◆ 取り組む課題
a: 雀についての文章を読み、次の問いに答えてください。
(i) ここ数年の間に、街の中の雀はどうなったと書かれていますか。
(ii) 雀の文様は何時代から見られるとされていますか。
(iii) 雀の文様の中で一番人気とされているのは何ですか。
b: 雀についての文章の「ニホンウナギと同じように絶滅」から「吉祥の意味を込めて人気の文様になりました。」までを、一字も変えずに書き写してください。

◆ 文章
************
雀
雀は一年じゅう、人間の暮らしの一番身近にいる小鳥で、いつでも可愛らしい声でさえずっていたのに、
ここ数年の間に街の中ではめったにお目にかかれなくなってしまいました。
ニホンウナギと同じように絶滅危惧種になってしまわないかと心配しなくもありませんが、
街の雀は人間に何か警鐘を鳴らしているのでしょう。
文様の中ではさすがに種類が多く、平安時代から見られます。
その中でも一番人気は「福良雀(ふくらすずめ)」でしょう。
米などを食べてまるまると太った愛嬌のある「膨らむ雀」から「福良雀」と当て字され、
吉祥の意味を込めて人気の文様になりました。
************
◆ 項目一覧
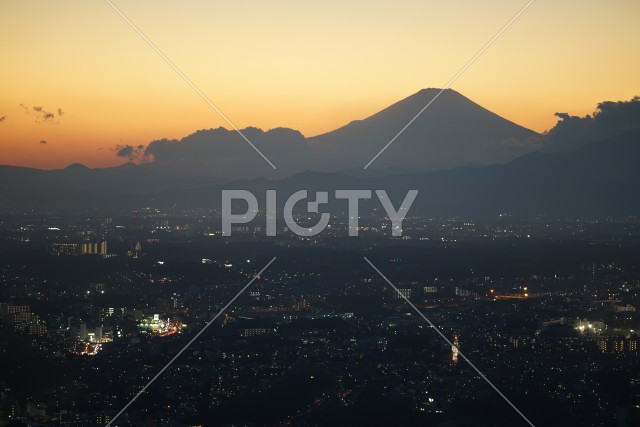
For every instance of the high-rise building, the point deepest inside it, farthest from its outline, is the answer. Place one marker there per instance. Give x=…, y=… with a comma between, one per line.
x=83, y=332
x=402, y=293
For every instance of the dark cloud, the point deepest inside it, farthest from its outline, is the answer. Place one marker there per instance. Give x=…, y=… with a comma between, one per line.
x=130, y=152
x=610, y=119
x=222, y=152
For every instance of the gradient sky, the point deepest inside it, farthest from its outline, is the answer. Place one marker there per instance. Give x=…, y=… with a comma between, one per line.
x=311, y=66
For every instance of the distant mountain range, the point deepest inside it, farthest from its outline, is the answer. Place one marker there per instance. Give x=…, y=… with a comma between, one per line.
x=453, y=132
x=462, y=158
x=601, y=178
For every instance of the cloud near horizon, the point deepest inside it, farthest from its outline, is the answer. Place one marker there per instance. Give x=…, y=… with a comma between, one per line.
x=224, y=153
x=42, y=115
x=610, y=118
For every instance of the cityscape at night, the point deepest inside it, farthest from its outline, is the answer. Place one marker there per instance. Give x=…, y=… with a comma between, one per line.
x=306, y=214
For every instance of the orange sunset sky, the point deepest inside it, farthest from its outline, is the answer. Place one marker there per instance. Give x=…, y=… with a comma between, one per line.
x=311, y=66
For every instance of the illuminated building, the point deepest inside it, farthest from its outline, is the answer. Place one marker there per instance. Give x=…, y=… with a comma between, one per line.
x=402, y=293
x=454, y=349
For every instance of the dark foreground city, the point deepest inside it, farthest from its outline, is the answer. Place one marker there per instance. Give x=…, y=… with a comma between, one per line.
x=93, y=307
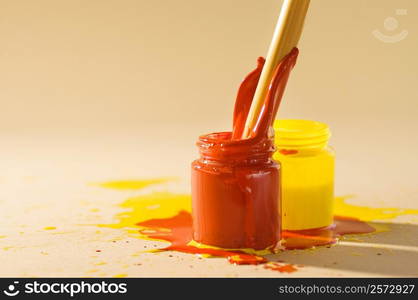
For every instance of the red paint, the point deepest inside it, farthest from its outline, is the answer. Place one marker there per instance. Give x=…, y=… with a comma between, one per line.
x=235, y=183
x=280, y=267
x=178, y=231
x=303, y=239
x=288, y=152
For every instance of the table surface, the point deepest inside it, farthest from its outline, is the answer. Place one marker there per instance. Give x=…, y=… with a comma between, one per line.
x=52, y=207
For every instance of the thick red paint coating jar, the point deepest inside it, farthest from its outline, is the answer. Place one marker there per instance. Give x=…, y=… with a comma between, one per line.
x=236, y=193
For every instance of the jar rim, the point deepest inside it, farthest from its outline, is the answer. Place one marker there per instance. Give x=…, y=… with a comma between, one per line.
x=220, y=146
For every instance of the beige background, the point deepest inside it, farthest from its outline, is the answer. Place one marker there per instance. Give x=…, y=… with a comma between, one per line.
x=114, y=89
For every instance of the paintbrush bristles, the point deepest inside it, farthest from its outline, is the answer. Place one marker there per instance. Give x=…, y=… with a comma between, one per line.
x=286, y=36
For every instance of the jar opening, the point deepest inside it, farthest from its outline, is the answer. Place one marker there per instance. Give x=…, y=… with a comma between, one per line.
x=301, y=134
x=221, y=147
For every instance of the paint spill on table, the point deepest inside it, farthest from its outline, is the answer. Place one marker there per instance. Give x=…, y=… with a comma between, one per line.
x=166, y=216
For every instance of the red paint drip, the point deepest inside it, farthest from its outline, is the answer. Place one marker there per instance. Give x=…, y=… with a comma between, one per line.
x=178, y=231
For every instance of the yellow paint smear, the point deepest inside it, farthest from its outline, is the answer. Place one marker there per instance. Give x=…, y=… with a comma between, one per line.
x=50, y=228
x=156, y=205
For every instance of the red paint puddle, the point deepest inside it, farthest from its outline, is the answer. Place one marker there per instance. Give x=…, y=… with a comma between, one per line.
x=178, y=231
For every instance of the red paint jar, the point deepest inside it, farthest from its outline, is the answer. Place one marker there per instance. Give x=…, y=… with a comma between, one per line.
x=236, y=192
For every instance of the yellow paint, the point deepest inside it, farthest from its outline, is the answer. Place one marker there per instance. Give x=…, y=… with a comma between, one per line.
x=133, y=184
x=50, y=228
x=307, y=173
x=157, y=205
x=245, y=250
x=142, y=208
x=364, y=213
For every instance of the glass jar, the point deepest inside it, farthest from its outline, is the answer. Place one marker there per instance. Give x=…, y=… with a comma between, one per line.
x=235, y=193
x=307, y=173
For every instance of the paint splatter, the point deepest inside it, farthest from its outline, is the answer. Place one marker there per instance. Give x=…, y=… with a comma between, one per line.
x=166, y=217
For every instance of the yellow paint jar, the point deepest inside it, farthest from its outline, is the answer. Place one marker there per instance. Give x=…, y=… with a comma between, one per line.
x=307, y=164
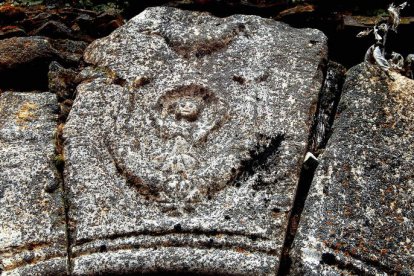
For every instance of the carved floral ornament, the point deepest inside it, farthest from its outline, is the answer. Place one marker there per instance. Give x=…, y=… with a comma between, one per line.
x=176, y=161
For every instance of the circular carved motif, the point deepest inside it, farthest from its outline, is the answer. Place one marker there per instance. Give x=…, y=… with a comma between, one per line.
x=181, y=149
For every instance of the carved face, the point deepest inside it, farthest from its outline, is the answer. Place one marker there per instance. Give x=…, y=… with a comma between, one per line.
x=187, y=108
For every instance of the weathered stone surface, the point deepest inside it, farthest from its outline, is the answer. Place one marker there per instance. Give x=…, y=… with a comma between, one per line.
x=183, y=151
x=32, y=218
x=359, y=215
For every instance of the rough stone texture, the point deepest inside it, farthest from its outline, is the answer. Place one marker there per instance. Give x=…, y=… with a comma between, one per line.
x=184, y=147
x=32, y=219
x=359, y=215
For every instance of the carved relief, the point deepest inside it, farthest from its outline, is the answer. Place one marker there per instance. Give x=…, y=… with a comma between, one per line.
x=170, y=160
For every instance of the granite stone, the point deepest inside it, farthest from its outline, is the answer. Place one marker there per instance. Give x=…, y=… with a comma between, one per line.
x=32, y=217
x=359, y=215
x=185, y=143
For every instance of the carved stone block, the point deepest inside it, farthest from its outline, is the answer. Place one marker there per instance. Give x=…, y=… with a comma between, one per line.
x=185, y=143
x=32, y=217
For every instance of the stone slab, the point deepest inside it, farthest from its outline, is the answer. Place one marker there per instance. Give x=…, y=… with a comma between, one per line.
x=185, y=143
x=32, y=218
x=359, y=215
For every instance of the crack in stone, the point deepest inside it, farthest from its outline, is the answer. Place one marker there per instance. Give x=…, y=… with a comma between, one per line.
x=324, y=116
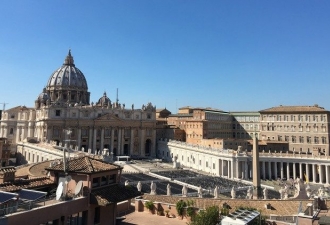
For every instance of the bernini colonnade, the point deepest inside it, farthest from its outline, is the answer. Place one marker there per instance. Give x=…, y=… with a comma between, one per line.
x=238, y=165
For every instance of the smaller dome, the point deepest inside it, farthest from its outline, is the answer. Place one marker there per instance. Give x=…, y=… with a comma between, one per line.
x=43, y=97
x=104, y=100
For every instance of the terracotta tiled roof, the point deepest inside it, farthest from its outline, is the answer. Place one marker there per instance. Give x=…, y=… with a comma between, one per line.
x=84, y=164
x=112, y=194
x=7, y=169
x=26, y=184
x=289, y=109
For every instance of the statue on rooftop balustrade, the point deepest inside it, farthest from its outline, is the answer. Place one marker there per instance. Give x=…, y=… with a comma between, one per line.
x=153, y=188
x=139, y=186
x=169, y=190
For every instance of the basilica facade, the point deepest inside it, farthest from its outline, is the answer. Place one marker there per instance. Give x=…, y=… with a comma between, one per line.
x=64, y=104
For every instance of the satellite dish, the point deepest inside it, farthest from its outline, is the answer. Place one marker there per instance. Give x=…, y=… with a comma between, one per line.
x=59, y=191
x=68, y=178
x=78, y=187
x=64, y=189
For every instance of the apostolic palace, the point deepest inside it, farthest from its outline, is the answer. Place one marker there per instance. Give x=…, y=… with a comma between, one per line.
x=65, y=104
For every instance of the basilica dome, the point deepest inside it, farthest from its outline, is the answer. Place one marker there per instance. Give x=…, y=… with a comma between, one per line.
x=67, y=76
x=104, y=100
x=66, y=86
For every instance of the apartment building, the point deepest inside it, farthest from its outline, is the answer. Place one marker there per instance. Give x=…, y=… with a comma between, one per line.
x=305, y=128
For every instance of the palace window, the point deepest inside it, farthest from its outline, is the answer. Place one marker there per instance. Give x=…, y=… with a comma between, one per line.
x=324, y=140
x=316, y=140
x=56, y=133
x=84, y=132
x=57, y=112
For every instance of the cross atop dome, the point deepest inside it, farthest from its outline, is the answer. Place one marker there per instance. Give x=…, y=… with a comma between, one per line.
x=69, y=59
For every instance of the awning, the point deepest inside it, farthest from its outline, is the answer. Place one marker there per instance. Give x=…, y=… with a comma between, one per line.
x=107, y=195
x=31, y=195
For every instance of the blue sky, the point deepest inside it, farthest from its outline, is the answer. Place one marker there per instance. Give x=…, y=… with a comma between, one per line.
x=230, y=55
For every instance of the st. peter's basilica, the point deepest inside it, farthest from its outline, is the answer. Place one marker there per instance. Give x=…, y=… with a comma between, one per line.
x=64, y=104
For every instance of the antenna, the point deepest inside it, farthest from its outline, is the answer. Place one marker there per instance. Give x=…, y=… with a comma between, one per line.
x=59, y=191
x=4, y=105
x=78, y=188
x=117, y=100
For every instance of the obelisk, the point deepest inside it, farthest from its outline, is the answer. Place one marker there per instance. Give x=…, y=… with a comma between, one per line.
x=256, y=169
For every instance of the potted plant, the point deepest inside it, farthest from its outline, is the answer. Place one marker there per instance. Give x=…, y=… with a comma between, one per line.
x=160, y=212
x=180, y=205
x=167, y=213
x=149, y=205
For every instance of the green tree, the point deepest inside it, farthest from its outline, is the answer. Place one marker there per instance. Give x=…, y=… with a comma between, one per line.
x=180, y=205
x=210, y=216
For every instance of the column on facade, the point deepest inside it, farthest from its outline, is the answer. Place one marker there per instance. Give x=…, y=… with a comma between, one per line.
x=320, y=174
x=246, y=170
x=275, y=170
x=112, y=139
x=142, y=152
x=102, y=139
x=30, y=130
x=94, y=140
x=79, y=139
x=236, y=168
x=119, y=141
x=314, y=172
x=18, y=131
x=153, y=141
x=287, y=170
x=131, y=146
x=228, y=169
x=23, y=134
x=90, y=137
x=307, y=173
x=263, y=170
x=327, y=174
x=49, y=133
************
◆ 課題ごとの解答
a:
(i) めったにお目にかかれなくなってしまいました。
(ii) 平安時代です。
(iii) 「福良雀(ふくらすずめ)」です。

b:
ニホンウナギと同じように絶滅危惧種になってしまわないかと心配しなくもありませんが、
街の雀は人間に何か警鐘を鳴らしているのでしょう。
文様の中ではさすがに種類が多く、平安時代から見られます。
その中でも一番人気は「福良雀(ふくらすずめ)」でしょう。
米などを食べてまるまると太った愛嬌のある「膨らむ雀」から「福良雀」と当て字され、
吉祥の意味を込めて人気の文様になりました。